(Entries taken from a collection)

———

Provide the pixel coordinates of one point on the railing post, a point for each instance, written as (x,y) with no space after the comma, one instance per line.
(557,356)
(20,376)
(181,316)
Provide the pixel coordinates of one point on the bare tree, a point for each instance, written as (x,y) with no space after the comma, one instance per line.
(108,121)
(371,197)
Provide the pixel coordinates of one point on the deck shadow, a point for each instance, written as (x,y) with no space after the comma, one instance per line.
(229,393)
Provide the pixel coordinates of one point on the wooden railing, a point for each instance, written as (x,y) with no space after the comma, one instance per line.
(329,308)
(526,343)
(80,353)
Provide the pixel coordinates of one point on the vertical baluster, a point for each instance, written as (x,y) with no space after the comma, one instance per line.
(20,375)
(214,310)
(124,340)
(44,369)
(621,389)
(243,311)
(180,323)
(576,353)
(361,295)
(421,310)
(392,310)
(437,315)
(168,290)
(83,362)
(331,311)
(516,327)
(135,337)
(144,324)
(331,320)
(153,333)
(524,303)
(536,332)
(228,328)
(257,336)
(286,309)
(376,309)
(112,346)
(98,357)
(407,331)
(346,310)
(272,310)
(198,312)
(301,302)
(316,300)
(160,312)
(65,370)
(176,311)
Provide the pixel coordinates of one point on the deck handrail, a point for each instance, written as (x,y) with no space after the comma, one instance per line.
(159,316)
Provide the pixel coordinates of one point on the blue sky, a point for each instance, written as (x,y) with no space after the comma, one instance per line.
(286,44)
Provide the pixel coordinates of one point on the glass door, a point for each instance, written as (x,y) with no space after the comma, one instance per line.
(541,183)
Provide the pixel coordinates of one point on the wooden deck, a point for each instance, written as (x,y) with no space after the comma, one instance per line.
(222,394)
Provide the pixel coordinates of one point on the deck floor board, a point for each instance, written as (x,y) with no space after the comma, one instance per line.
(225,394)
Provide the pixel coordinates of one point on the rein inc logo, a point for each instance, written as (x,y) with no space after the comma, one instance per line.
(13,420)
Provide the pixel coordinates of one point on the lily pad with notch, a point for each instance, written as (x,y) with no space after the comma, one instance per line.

———

WHAT YOU ARE ASKED TO DO
Could you give again exactly the lines from the line containing "Provide the pixel coordinates of one point on the deck floor" through the final line of the data above, and no others?

COMPLETE OUTPUT
Provide the pixel coordinates of one point on the deck floor board, a point for each instance, written as (x,y) with no space after the comma, one instance per line.
(225,394)
Provide the pixel coordinates of one point on the rein inc logo, a point for each instance, written as (x,y) with no space after the comma, one instance per line.
(13,420)
Provide the pixel coordinates of one point on the lily pad with notch, a point for each instance, written as (x,y) with no space after the comma, one instance per line.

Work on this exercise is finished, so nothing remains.